**Exercise brief**
Reproduce every line from the first one through the line with "x=522 y=374", inclusive. Shift each coordinate value in the answers up by 92 and keep all other text in that span unchanged.

Entries from a dataset:
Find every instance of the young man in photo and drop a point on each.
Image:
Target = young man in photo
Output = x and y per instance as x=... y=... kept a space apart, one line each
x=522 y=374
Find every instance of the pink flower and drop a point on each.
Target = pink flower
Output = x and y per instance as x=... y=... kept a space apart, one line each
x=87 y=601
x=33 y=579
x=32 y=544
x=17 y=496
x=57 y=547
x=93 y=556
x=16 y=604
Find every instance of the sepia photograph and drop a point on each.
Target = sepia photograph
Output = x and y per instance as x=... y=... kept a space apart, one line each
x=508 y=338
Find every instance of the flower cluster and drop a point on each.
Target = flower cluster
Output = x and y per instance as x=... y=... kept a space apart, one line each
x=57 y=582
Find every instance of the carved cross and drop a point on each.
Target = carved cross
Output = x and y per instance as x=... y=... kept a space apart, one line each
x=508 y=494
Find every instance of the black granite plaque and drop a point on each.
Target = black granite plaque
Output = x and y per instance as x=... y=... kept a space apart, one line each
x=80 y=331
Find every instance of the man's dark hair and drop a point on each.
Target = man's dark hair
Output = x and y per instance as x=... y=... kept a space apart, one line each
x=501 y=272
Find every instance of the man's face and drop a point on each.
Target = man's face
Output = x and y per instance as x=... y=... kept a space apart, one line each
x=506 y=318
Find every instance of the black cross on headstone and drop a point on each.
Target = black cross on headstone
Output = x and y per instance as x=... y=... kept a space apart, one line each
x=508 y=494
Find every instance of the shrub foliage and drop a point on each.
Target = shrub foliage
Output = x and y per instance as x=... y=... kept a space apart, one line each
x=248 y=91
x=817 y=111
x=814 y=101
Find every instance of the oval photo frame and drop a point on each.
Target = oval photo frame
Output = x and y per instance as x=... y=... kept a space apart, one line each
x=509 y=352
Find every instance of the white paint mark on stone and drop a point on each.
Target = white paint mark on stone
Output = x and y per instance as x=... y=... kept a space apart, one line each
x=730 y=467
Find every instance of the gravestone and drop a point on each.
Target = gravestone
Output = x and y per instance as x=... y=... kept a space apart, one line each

**Task answer**
Find every instance of the young man in photo and drop a point on each.
Image:
Target = young man in photo
Output = x and y per instance as x=... y=... kept a space apart, one line each
x=614 y=466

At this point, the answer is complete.